Stated task: Return every one of the following lines word for word, with no changes.

Detection examples:
—————
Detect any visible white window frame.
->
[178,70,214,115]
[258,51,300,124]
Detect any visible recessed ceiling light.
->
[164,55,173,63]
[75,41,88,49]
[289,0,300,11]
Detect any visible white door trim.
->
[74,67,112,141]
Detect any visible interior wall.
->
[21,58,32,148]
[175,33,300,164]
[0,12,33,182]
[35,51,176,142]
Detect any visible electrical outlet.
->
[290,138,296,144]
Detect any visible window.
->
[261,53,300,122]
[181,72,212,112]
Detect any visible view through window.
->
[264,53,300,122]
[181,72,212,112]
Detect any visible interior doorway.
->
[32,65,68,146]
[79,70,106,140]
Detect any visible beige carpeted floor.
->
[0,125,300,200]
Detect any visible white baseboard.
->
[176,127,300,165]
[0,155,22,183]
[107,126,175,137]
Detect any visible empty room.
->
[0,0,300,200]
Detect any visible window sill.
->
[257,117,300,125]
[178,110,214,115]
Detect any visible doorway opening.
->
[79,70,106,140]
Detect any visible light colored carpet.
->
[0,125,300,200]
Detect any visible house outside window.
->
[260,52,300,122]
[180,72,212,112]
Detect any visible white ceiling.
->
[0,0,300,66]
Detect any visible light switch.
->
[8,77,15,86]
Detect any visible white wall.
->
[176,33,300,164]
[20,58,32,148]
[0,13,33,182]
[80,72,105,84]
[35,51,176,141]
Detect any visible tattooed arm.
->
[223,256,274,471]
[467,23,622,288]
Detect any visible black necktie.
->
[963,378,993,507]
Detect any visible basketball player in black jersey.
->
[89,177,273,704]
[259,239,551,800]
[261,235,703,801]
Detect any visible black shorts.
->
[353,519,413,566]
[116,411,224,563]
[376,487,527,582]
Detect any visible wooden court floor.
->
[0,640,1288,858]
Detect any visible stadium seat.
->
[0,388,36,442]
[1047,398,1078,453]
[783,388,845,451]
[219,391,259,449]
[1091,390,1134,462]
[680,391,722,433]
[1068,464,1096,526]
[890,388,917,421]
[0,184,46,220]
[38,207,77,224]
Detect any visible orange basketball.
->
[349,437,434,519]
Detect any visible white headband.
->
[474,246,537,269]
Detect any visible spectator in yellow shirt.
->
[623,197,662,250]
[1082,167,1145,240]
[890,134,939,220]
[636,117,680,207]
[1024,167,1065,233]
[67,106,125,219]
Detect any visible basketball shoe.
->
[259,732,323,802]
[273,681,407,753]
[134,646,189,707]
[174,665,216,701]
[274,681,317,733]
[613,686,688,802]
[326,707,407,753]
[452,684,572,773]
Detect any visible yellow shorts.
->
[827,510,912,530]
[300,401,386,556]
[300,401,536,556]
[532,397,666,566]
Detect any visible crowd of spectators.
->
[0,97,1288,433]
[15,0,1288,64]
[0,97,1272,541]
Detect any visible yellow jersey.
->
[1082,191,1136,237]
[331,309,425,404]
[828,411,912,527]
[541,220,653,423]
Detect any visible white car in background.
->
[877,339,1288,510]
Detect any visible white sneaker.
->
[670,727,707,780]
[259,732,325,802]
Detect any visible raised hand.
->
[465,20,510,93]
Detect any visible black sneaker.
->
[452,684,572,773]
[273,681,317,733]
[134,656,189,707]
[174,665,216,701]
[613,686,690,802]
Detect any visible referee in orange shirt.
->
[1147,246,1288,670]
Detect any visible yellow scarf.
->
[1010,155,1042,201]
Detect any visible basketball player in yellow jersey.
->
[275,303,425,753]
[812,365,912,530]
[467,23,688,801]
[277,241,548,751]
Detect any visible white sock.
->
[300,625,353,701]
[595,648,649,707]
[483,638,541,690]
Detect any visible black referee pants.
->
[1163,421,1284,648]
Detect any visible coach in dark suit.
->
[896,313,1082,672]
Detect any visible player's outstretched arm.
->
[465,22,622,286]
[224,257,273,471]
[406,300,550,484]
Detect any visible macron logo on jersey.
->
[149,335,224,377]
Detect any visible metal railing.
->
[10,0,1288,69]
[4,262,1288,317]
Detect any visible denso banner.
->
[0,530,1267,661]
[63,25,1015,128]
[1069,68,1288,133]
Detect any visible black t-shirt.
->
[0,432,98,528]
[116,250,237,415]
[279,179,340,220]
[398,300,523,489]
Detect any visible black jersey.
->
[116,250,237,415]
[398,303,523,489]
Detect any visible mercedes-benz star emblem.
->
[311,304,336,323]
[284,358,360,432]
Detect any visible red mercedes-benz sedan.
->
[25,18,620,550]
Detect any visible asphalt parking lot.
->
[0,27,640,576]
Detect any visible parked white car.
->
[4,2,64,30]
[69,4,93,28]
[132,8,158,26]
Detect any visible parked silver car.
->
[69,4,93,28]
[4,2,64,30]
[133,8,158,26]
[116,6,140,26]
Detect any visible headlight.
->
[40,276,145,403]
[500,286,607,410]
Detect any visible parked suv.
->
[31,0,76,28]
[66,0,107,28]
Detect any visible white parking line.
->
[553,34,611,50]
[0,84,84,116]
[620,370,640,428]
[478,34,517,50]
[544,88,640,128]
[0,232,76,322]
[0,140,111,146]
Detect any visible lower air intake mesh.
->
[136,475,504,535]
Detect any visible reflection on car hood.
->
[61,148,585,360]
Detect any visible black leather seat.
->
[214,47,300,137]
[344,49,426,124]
—————
Finished exercise:
Detect any visible white window frame.
->
[178,70,214,115]
[258,51,300,124]
Detect any visible recessed ceiling light.
->
[164,55,173,63]
[75,41,88,49]
[289,0,300,11]
Detect any visible white door trim.
->
[74,67,112,141]
Detect any visible interior wall.
->
[21,58,32,148]
[175,33,300,164]
[0,12,33,182]
[35,51,176,142]
Detect any visible electrical outlet.
->
[290,138,296,144]
Detect any visible window.
->
[261,53,300,122]
[181,72,212,112]
Detect any visible view through window.
->
[264,53,300,122]
[181,72,212,112]
Detect any visible interior doorway.
->
[32,65,68,146]
[79,70,106,140]
Detect any visible beige carpeted floor.
->
[0,125,300,200]
Detect any visible white baseboard.
->
[176,127,300,165]
[0,155,22,183]
[107,126,175,137]
Detect any visible empty room.
->
[0,0,300,200]
Detect any visible window sill.
->
[257,117,300,125]
[178,110,214,115]
Detect any visible doorway opening.
->
[79,70,106,140]
Detect any visible light colored carpet.
->
[0,125,300,200]
Detect any visible house outside window.
->
[260,52,300,122]
[180,72,212,112]
Detect any visible white ceiling.
->
[0,0,300,66]
Detect any visible light switch.
->
[8,77,15,86]
Detect any visible white wall.
->
[176,33,300,164]
[20,58,32,148]
[0,13,33,182]
[80,72,105,84]
[35,51,176,141]
Detect any visible tattooed arm.
->
[223,256,274,471]
[467,23,622,288]
Detect any visible black necktie.
->
[963,378,993,507]
Detect any visible basketball player in black jersey.
->
[89,177,273,704]
[259,239,551,800]
[261,235,703,801]
Detect any visible black shorts.
->
[353,519,413,566]
[116,411,224,563]
[376,487,527,582]
Detect any visible wooden court floor.
->
[0,640,1288,858]
Detect any visible stadium seat.
->
[0,388,36,442]
[1047,398,1078,453]
[783,388,845,451]
[219,391,259,449]
[1091,390,1134,462]
[680,391,722,433]
[1068,464,1096,526]
[890,388,917,421]
[0,184,46,220]
[38,207,77,224]
Detect any visible orange basketball.
->
[349,437,434,519]
Detect any visible white headband.
->
[474,246,537,269]
Detect any visible spectator in yellow shirt.
->
[623,197,662,250]
[1082,167,1145,240]
[890,134,939,220]
[636,117,680,207]
[1024,167,1065,233]
[67,106,125,219]
Detect any visible basketball shoe.
->
[259,732,323,802]
[273,681,407,753]
[134,646,189,707]
[174,665,216,701]
[274,681,317,733]
[613,686,688,802]
[326,707,407,753]
[452,684,572,773]
Detect any visible yellow shorts.
->
[827,510,912,530]
[300,401,386,556]
[300,401,536,556]
[532,397,666,566]
Detect any visible crowd of spectators.
->
[0,97,1288,433]
[15,0,1288,64]
[0,97,1272,541]
Detect any visible yellow jersey.
->
[1082,191,1136,237]
[331,309,425,404]
[828,411,912,527]
[541,220,653,423]
Detect any visible white car in background.
->
[877,339,1288,510]
Detect any visible white sneaker.
->
[670,727,707,780]
[259,732,325,802]
Detect any visible raised hand.
->
[465,20,510,93]
Detect any visible black sneaker.
->
[452,684,572,773]
[273,681,317,733]
[134,656,189,707]
[174,665,216,701]
[613,686,690,802]
Detect any visible referee in orange shirt.
->
[1147,246,1288,670]
Detect any visible yellow scarf.
->
[1010,155,1042,201]
Detect any visible basketball player in yellow jersey.
->
[275,303,425,753]
[812,365,912,530]
[467,23,688,801]
[277,241,548,751]
Detect any visible white sock.
->
[300,625,353,701]
[595,648,649,707]
[483,638,541,690]
Detect any visible black referee pants.
->
[1163,421,1284,648]
Detect any visible coach in dark suit.
->
[896,313,1082,672]
Detect any visible player's outstretched arm.
->
[465,22,622,286]
[224,257,273,471]
[406,300,550,484]
Detect any visible macron logo on jersey.
->
[149,335,224,377]
Detect any visible metal railing.
->
[10,0,1288,69]
[4,262,1288,317]
Detect any visible denso banner.
->
[0,530,1267,661]
[63,25,1015,128]
[1069,68,1288,133]
Detect any visible black t-shirt.
->
[0,432,98,528]
[116,250,237,415]
[279,179,340,220]
[398,300,523,489]
Detect any visible black jersey.
->
[116,250,237,415]
[398,303,523,489]
Detect any visible mercedes-benz star emblem.
->
[311,304,336,323]
[284,358,360,432]
Detect any visible red mercedes-benz sedan.
->
[25,18,620,550]
Detect any visible asphalt parking lot.
->
[0,27,640,576]
Detect any visible parked white car.
->
[4,2,64,30]
[69,4,93,28]
[132,8,158,26]
Detect any visible parked silver car.
->
[69,4,93,28]
[4,2,64,30]
[133,8,158,26]
[116,6,140,26]
Detect any visible headlight.
->
[40,276,145,403]
[500,286,607,410]
Detect any visible parked suv.
->
[31,0,76,28]
[66,0,107,28]
Detect any visible white parking line.
->
[553,34,611,50]
[0,84,84,116]
[620,370,640,428]
[478,34,517,50]
[544,88,640,128]
[0,232,76,322]
[0,140,111,146]
Detect any visible lower air intake mesh.
->
[136,475,504,535]
Detect any visible reflection on car hood.
->
[61,148,585,360]
Detect any visible black leather seat.
->
[214,47,300,137]
[344,49,426,124]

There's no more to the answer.